📚 The CoCalc Library - books, templates and other resources

cocalc-examples / think-complexity-2ed / examples / fof_model.ipynb

¹³²⁹²⁸ views
License: OTHER

Kernel: Python 3

Modeling Scale-Free Networks

Including a new model that generates graphs with small world properties and a lognormal degree distribution.

Code examples from Think Complexity, 2nd edition.

In [1]:

%matplotlib inline

import matplotlib.pyplot as plt
import numpy as np
import seaborn as sns

import networkx as nx

from utils import decorate, savefig

In [2]:

np.random.seed(17)

Introduction

Real social networks generally have the properties of small world graphs (high clustering and low path lengths) and the characteristics of scale free networks (a heavy-tailed degree distribution).

The Watts-Strogatz (WS) network model has small world characteristics, but the degree distribution is roughly normal, very different from observed distributions.

The Barabasi-Albert (BA) model has low path lengths and a heavy-tailed degree distribution, but

It has low clustering, and
The degree distribution does not fit observed data well.

The Holmes-Kim (HK) model generates graphs with higher clustering, although still not as high as observed values. And the degree distribution is heavy tailed, but it still doesn't fit observed distributions well.

I propose a new model that generates graphs with

Low path lenths,
Clustering coefficients similar to the HK model (but still lower than observed values), and
A degree distribution that fits observed data well.

I test the models with a relatively small dataset from SNAP.

The proposed model is based on a "friend of a friend" growth mechanism that is a plausible description of the way social networks actually grow. The implementation is simple, comparable to BA and HK in both lines of code and run time.

Facebook data

The following function reads a file with one edge per line, specified by two integer node IDs.

In [3]:

def read_graph(filename):
    G = nx.Graph()
    array = np.loadtxt(filename, dtype=int)
    G.add_edges_from(array)
    return G

We'll read the Facecook data downloaded from SNAP

In [4]:

# https://snap.stanford.edu/data/facebook_combined.txt.gz

fb = read_graph('../data/facebook_combined.txt.gz')
n = len(fb)
m = len(fb.edges())
n, m

Out[4]:

(4039, 88234)

The average clustering coefficient is about 0.6

In [5]:

from networkx.algorithms.approximation import average_clustering

In [6]:

C = average_clustering(fb)
C

Out[6]:

0.621

The average path length is short.

In [7]:

def random_path_lengths(G, nodes=None, trials=1000):
    """Choose random pairs of nodes and compute the path length between them.

    G: Graph
    nodes: list of nodes to choose from
    trials: number of pairs to choose

    returns: list of path lengths
    """
    if nodes is None:
        nodes = G.nodes()
    else:
        nodes = list(nodes)
        
    pairs = np.random.choice(nodes, (trials, 2))
    lengths = [nx.shortest_path_length(G, *pair)

[Excerpts from location labeling data]

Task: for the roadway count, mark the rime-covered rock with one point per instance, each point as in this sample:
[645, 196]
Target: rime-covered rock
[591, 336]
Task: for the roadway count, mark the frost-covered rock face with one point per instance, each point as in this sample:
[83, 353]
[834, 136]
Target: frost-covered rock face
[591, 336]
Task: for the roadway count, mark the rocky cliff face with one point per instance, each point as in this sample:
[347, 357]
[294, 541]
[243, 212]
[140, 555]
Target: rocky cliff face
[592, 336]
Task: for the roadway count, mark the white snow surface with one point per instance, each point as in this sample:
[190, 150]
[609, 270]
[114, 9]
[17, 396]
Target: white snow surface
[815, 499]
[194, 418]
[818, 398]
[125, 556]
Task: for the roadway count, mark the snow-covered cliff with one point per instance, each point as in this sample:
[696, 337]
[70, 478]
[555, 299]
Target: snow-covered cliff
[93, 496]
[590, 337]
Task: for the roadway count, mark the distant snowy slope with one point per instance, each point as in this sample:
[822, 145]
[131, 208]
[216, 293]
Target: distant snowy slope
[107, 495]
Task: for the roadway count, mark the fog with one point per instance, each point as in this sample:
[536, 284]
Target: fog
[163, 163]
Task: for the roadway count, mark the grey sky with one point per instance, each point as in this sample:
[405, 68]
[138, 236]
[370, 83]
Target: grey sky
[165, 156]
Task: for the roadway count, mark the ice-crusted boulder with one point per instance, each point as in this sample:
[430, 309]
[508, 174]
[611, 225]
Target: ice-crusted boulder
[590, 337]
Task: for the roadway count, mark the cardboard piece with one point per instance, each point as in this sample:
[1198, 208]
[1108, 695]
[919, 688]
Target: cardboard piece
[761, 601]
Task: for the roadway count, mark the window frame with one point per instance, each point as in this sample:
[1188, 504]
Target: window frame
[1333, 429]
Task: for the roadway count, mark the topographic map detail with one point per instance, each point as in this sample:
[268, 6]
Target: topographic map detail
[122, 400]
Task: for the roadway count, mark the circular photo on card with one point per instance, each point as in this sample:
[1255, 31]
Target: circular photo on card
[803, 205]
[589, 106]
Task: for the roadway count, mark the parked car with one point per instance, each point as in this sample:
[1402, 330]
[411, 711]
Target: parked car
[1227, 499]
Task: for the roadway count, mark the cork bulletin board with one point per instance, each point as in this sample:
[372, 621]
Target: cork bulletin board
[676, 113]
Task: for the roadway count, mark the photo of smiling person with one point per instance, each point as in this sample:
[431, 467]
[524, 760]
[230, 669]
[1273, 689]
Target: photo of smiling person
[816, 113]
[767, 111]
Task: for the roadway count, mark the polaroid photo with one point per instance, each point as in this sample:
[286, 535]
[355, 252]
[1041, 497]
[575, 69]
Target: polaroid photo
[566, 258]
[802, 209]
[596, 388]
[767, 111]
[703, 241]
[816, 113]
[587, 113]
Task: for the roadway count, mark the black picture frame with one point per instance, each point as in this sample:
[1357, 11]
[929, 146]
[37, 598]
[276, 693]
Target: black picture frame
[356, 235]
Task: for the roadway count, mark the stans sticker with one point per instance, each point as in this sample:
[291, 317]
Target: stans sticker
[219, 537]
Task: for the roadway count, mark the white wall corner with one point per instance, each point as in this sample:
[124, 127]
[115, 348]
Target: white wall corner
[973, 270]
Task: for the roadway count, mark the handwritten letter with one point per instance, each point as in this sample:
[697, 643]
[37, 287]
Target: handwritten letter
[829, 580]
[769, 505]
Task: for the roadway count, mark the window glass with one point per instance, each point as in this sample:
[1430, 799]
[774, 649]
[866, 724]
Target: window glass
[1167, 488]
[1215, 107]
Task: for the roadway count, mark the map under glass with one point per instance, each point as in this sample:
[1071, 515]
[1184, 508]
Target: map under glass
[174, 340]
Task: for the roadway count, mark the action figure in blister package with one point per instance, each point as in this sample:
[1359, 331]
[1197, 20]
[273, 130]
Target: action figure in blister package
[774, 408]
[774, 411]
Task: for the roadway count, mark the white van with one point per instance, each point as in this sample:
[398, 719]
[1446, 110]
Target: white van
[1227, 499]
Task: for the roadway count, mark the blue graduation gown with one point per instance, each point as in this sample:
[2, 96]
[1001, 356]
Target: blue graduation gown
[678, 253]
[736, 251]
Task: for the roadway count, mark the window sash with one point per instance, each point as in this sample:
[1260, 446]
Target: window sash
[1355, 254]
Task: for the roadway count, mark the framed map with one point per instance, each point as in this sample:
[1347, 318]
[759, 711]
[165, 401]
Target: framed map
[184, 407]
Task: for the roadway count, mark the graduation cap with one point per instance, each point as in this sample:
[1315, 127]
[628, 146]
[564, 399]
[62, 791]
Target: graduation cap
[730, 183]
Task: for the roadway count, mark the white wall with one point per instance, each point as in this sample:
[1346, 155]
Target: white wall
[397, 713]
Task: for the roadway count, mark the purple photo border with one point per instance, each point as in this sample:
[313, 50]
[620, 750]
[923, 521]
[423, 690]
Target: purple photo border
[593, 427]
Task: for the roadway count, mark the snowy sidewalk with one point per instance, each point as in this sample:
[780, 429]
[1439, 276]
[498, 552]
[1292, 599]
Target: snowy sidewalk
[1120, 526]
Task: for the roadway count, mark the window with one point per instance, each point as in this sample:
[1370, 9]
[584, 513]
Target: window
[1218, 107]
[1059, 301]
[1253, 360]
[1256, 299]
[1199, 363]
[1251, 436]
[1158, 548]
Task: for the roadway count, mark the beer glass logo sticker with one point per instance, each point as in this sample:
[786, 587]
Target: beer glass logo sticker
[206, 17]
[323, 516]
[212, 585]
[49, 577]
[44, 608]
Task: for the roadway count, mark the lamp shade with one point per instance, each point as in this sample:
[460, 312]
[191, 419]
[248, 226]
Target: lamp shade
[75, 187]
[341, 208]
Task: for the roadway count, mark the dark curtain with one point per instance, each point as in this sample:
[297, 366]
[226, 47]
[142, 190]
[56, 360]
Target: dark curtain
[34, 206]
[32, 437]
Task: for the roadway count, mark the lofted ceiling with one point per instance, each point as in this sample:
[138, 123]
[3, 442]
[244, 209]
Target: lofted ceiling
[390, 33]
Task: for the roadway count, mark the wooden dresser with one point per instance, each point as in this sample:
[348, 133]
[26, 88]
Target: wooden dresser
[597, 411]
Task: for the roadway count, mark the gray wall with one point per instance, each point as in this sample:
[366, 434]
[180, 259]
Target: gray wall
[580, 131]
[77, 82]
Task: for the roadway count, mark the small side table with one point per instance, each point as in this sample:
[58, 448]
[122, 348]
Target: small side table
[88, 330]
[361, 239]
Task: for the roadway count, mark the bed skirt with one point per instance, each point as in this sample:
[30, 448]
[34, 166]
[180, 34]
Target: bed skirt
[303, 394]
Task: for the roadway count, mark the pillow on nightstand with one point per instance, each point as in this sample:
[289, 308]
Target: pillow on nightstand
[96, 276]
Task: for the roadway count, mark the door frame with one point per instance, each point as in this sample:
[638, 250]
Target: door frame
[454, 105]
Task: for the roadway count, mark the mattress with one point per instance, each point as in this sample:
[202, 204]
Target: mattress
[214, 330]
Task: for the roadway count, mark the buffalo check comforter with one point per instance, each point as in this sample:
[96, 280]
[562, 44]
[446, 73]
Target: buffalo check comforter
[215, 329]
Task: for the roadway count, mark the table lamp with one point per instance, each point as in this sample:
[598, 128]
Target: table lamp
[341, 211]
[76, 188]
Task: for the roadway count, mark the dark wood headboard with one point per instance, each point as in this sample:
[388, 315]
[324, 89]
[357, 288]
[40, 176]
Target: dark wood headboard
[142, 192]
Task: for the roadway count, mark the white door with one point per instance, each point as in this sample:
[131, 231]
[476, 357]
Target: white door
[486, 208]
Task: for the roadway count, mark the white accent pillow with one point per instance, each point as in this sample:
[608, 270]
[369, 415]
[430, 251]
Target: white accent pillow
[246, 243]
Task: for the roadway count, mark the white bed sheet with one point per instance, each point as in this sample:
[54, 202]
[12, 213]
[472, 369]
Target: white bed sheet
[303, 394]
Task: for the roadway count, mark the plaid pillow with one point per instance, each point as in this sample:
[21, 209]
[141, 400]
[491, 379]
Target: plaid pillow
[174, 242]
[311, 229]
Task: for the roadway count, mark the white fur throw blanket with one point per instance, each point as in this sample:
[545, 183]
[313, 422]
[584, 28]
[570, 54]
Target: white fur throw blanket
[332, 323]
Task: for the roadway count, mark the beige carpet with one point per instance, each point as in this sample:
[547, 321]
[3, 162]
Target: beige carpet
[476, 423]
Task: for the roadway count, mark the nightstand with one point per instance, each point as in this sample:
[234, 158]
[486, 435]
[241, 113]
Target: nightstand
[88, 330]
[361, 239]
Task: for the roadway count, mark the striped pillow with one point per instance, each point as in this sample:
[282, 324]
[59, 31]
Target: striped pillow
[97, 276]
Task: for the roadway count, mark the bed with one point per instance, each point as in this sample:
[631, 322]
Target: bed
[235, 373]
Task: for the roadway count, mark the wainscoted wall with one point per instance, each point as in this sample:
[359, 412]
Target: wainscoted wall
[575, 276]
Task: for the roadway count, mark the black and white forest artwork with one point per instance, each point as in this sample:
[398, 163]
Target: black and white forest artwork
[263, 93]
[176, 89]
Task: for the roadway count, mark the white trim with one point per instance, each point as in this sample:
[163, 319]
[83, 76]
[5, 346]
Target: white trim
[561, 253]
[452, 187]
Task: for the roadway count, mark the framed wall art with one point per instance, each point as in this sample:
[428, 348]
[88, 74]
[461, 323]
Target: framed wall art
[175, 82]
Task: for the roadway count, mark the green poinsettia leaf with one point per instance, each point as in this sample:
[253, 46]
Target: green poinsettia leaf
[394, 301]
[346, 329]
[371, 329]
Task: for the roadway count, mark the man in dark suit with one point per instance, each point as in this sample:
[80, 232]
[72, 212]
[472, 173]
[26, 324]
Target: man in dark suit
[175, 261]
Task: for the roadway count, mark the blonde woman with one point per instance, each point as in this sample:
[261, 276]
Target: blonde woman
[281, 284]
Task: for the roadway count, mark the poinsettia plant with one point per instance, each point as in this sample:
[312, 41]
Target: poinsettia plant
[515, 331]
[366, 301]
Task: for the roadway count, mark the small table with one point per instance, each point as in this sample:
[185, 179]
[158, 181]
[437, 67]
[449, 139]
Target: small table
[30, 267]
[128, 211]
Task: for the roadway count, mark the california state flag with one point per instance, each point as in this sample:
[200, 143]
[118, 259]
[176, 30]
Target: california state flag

• _Set exercise 1_
Write out the scale-free networks notebook word for word, starting with "¹³²⁹²⁸ views" and going on through "Complexity, 2nd edition.".
• _Set exercise 2_
Extract from the location labeling rows, verbatim, the lines starting with the line with "Task: for the roadway count, mark the poinsettia" and going on through the last of the rows.
The scale-free networks notebook and the rows are unrelated material.

• _Right answer 1_
¹³²⁹²⁸ views
License: OTHER

Kernel: Python 3

Modeling Scale-Free Networks

Including a new model that generates graphs with small world properties and a lognormal degree distribution.

Code examples from Think Complexity, 2nd edition.

• _Right answer 2_
Task: for the roadway count, mark the poinsettia plant with one point per instance, each point as in this sample:
[312, 41]
Target: poinsettia plant
[515, 331]
[366, 301]
Task: for the roadway count, mark the small table with one point per instance, each point as in this sample:
[185, 179]
[158, 181]
[437, 67]
[449, 139]
Target: small table
[30, 267]
[128, 211]
Task: for the roadway count, mark the california state flag with one point per instance, each point as in this sample:
[200, 143]
[118, 259]
[176, 30]
Target: california state flag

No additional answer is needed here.